#### Work task:
Find the line that contains "Annotation task: mark the camouflage backpack"; then retype it and each line after it, exactly, through the final line of the data below.

(Source material Opens)

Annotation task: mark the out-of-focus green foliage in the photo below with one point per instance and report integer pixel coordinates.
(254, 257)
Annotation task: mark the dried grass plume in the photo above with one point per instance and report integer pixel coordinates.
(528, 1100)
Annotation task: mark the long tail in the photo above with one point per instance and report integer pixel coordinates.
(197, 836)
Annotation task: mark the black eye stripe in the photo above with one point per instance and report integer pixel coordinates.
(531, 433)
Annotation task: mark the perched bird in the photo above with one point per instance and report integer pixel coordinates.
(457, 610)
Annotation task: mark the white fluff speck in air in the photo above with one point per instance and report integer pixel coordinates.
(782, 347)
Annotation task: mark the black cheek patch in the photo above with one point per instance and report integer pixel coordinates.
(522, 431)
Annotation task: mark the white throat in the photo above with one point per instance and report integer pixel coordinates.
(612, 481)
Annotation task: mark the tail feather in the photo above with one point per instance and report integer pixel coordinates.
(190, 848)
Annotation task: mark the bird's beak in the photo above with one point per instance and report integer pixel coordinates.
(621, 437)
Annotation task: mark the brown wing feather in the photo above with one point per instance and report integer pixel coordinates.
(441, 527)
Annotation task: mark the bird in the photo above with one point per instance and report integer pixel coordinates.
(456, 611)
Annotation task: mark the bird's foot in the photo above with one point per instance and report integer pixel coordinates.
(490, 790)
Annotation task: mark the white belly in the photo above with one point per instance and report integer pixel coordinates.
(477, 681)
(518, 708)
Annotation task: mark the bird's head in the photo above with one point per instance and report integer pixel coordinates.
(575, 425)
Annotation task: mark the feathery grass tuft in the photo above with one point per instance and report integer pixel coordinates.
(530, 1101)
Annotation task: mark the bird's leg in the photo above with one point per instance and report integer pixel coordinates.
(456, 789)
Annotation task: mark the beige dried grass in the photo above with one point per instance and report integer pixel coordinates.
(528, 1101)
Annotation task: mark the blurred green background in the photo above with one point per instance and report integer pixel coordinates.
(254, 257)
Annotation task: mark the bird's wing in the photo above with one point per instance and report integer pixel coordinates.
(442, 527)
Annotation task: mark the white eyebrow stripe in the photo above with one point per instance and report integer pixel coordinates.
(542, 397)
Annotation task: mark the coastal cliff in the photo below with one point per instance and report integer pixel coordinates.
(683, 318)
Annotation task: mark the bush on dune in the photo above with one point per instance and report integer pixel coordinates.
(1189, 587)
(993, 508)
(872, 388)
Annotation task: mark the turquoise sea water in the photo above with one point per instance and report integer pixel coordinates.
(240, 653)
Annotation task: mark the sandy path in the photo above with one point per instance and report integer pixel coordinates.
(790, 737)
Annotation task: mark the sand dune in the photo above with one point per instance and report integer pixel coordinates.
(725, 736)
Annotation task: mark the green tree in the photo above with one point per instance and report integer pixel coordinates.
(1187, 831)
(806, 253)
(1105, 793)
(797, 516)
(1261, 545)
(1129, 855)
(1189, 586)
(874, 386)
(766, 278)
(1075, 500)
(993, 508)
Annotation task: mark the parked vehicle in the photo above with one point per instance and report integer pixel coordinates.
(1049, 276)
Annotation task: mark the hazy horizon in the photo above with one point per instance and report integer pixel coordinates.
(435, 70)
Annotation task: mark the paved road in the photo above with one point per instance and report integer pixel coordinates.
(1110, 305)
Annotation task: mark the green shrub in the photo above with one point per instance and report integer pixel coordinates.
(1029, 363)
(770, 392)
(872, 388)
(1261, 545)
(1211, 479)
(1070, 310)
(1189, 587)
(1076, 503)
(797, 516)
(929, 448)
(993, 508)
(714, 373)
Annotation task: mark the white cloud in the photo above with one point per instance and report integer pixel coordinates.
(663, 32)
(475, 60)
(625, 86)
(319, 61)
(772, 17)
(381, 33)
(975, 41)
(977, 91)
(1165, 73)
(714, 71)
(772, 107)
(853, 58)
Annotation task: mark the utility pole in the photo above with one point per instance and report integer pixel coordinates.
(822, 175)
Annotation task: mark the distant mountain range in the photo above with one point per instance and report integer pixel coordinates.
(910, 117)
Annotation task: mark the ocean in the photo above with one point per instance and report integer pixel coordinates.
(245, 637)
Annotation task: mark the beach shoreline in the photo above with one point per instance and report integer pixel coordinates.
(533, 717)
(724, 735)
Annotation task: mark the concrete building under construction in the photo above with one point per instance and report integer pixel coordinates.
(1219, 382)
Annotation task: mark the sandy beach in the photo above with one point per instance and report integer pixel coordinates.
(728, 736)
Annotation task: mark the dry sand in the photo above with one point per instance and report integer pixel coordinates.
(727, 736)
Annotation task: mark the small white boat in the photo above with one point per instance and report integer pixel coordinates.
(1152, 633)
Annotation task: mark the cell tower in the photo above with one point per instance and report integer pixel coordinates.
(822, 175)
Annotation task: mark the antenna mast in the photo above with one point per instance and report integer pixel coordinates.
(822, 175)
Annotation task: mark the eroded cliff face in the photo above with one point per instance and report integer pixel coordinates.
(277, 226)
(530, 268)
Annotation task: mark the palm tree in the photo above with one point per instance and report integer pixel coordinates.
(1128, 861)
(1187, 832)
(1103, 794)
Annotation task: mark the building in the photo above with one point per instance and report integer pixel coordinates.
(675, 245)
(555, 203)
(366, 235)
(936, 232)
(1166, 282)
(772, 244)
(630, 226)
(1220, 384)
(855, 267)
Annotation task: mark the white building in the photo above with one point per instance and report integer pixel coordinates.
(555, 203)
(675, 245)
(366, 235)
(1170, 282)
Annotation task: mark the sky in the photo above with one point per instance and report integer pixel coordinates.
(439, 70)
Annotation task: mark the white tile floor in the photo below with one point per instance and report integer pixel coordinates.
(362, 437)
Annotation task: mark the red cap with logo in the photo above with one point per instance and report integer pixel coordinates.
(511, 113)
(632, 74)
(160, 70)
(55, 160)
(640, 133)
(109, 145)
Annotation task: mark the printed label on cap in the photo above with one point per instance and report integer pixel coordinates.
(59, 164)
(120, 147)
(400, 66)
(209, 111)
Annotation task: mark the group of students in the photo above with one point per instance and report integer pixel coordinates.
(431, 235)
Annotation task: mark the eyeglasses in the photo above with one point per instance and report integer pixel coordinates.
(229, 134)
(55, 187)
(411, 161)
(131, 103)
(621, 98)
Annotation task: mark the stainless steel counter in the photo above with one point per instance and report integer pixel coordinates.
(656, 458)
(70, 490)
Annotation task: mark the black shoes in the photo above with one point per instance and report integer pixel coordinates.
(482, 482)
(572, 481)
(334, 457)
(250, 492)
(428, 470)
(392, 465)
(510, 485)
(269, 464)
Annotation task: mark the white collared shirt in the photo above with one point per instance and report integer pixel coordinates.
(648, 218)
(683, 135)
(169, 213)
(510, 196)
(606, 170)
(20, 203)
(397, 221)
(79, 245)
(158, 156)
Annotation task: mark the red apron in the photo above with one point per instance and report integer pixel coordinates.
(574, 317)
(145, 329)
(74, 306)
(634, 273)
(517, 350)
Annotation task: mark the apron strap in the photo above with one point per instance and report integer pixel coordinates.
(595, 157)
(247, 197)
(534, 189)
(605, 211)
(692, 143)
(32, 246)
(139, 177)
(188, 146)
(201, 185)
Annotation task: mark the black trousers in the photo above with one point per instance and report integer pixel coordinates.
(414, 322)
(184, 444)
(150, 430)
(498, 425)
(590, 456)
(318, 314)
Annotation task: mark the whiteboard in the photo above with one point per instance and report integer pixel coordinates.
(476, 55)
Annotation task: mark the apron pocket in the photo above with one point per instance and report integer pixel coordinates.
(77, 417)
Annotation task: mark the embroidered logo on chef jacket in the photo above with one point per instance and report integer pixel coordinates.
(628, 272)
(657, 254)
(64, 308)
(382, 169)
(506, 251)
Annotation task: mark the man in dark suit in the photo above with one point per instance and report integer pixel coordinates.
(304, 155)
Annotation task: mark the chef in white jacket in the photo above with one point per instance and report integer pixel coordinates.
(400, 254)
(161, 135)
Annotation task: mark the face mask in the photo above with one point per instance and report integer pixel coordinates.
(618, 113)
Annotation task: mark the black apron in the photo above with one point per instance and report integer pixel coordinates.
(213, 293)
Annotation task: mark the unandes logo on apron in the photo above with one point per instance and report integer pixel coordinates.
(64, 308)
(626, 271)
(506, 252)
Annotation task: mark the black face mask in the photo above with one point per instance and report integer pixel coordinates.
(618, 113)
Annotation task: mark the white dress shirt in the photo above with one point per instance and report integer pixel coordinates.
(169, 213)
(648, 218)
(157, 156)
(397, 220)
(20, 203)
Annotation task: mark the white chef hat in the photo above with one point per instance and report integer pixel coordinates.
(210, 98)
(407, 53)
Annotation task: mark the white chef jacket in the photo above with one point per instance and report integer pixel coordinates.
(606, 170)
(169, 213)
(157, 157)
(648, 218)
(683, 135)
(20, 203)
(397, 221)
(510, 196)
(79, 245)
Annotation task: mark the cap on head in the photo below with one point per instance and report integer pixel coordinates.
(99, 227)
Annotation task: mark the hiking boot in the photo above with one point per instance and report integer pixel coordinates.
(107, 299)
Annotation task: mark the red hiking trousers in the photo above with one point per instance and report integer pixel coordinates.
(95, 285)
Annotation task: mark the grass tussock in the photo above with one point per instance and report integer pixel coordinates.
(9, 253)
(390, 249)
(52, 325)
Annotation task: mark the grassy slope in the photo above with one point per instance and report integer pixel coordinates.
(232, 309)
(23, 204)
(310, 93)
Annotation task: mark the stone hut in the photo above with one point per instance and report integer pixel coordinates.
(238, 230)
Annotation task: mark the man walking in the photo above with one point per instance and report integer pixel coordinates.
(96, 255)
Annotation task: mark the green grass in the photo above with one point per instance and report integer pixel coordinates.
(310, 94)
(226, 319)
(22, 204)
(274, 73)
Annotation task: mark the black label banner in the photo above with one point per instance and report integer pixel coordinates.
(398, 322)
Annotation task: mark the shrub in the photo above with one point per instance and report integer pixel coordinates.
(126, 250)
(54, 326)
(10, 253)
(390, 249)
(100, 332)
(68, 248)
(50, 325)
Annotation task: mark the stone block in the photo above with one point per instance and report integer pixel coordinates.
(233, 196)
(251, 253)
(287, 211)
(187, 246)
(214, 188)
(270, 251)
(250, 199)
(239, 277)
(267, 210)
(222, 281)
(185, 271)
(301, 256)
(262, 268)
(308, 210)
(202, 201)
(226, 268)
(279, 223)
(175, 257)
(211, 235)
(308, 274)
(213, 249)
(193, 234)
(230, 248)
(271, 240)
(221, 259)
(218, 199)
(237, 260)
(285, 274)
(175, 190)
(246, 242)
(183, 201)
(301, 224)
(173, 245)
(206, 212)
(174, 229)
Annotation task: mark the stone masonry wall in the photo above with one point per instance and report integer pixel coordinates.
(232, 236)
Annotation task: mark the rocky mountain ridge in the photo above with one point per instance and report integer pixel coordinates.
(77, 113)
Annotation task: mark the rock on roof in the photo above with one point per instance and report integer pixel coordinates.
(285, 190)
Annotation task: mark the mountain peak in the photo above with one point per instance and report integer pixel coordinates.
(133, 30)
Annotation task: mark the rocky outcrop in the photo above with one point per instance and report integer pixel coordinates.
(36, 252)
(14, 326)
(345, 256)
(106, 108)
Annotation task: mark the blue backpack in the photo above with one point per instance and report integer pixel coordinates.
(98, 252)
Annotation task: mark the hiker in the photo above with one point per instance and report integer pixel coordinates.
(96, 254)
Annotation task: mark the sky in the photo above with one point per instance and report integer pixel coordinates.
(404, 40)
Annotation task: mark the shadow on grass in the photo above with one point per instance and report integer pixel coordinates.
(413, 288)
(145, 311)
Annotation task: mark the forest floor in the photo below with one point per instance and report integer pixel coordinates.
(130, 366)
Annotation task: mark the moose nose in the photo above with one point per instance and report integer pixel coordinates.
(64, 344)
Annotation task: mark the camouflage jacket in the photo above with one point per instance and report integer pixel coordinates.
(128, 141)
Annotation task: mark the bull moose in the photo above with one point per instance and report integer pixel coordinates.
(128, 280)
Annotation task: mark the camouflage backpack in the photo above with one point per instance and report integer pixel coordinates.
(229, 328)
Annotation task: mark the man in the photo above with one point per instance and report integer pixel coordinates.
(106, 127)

(Source material Closes)

#### Output of the exercise:
Annotation task: mark the camouflage backpack in the photo above with one point per instance and report integer pixel coordinates.
(229, 328)
Annotation task: mark the man in the photo above with one point per instance and report integer pixel coordinates.
(106, 127)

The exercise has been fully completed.